-- START OF Source excerpt --

So, the OP has "7 Leading Fraud Indicators: From Fresh Cookies to Null
Values".

Suppose for those 7 indicators, 4 of them have just two possible values and
the other three have just 4 possible values or some such. Then for one
connection to the server from a Web browser, the 7 signals have jointly just

    
    
         2^4 * 4^3 = 1,024
    

possible values. That is, there are only n = 1,024 possible _cases_ of signal
data from a Web browser from a connection to the server. And apparently we
have good data on each of the cases.

Or, to be practical, if for some case we have no data at all, then we just
assume that the reason is that the probability of that case is so low that we
can ignore that case.

The central problem here is how to detect "fraudsters". For such detection,
necessarily there are two ways to be wrong: (1) a false alarm when we say that
a connection is from fraud when it is not and (2) a missed detection when we
say that a connection is not from fraud when it is.

Our mission, and we have to accept it, is essentially to find ways of
manipulating the large amount of relevant data so that (A) from the false
alarm (1), we can specify the highest probability of a false alarm f we are
willing to tolerate, (B) get that probability of a false alarm f in practice,
and (C) from the missed detections in (2), for that probability of a false
alarm f, get the lowest probability of a missed detection (2) we can.

Or, for the false alarms we are willing to tolerate, we want to manipulate the
data to get all the detections we can.

So, for some notation:

P -- probability

n -- positive integer, number of different possible cases of data from
connections, e.g., as above, n = 1,024

B -- event, connection is bad, fraud

G -- event, connection is good, not fraud

P(B) + P(G) = P(B OR G) = 1

C -- random variable, case of connection, i = 1, 2, ..., n.

So random variable C takes values in the set {1, 2, ..., n}.

p(i) = P(C = i)

b(i) = P(B | C = i) = P(B AND C = i)/P(C = i)

= P(B AND C = i)/p(i)

g(i) = P(G | C = i) = P(G AND C = i)/P(C = i)

= P(G AND C = i)/p(i)

B = U_i {B AND C = i}

P(B) = Sum_i P(B AND C = i)

= Sum_i p(i) P(B | C = i)

= Sum_i p(i) b(i)

P(G) = Sum_i p(i) g(i)

b(i) + g(i) = P(B | C = i) + P(G | C = i)

= P(B AND C = i)/P(C = i) + P(G AND C = i)/P(C = i)

= ( P(B AND C = i) + P(G AND C = i) )/P(C = i)

= P( (B AND C = i) OR (G AND C = i) )/P(C = i)

= P(C = i)/P(C = i) = 1

M -- event, a missed detection of a bad connection, fraud

D -- event, detection of a bad connection, fraud

F -- event, false alarm

 _Detection Rule:_

Suppose for some set I a subset of {1, 2, ..., n} we raise an alarm of a
detection of a bad connection, that is, fraud, when C in I.

-- END OF Source excerpt --

• Job A: Rewrite the records as a numbered list with no blank lines, covering only the span from the line with "Where can the guardrail" up to and including the line with "Target: guardrail".

-- START OF Record set --

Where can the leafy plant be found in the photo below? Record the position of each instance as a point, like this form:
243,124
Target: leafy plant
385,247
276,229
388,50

-- END OF Record set --
-- START OF Record set --

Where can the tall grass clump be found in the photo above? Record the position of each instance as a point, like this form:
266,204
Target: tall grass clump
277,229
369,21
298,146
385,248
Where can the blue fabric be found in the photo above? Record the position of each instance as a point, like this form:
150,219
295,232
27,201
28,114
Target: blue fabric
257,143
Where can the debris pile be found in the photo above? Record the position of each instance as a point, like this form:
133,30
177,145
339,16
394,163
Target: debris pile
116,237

-- END OF Record set --
-- START OF Record set --

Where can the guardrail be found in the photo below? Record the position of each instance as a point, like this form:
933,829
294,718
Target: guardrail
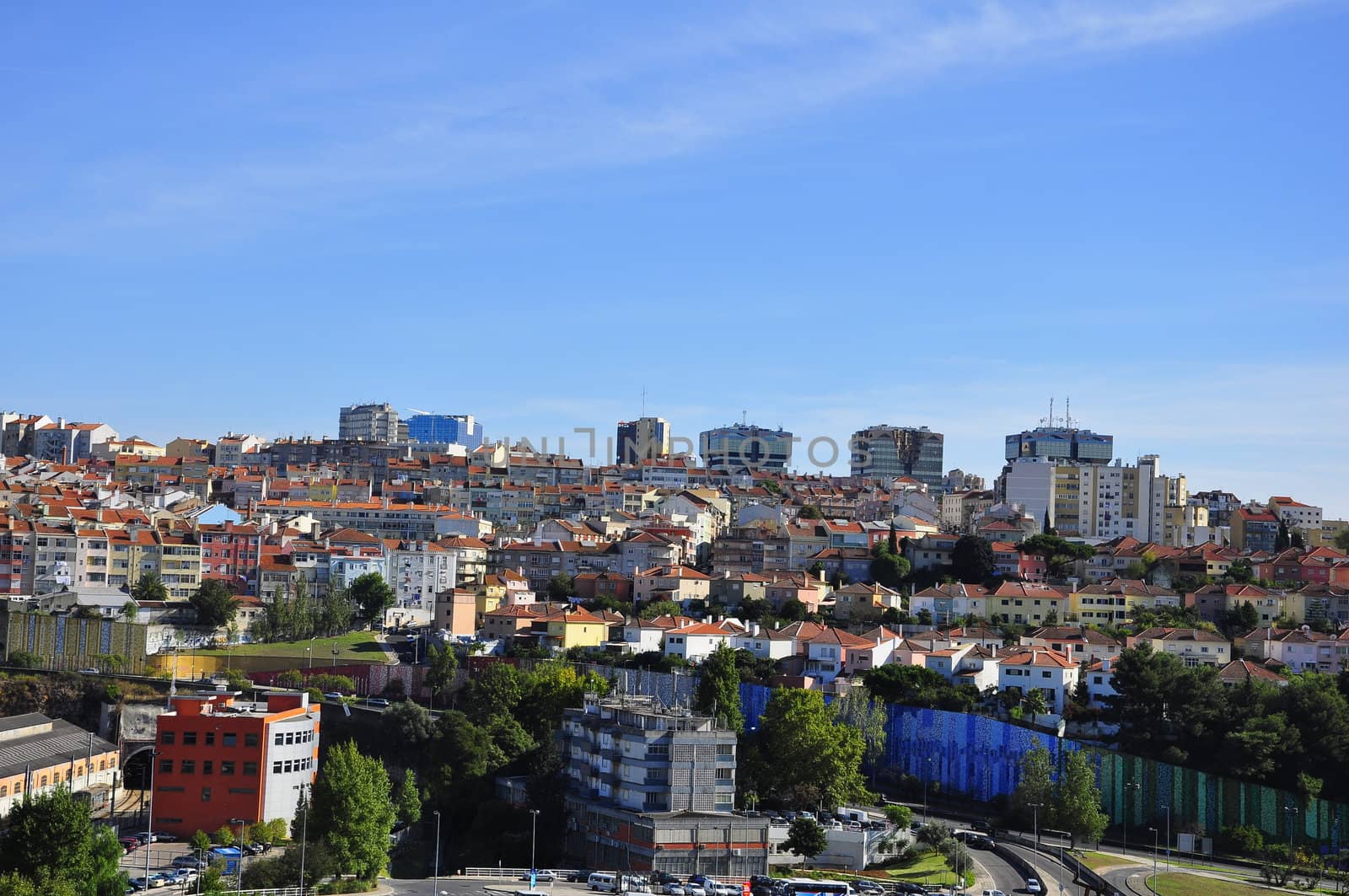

-- END OF Record set --

• Job B: In the fraud-detection excerpt, list each symbol that the notation defines as an event, along with its definition.

• Correct answer A:
1. Where can the guardrail be found in the photo below? Record the position of each instance as a point, like this form:
2. 933,829
3. 294,718
4. Target: guardrail

• Correct answer B:
B: connection is bad, fraud
G: connection is good, not fraud
M: a missed detection of a bad connection, fraud
D: detection of a bad connection, fraud
F: false alarm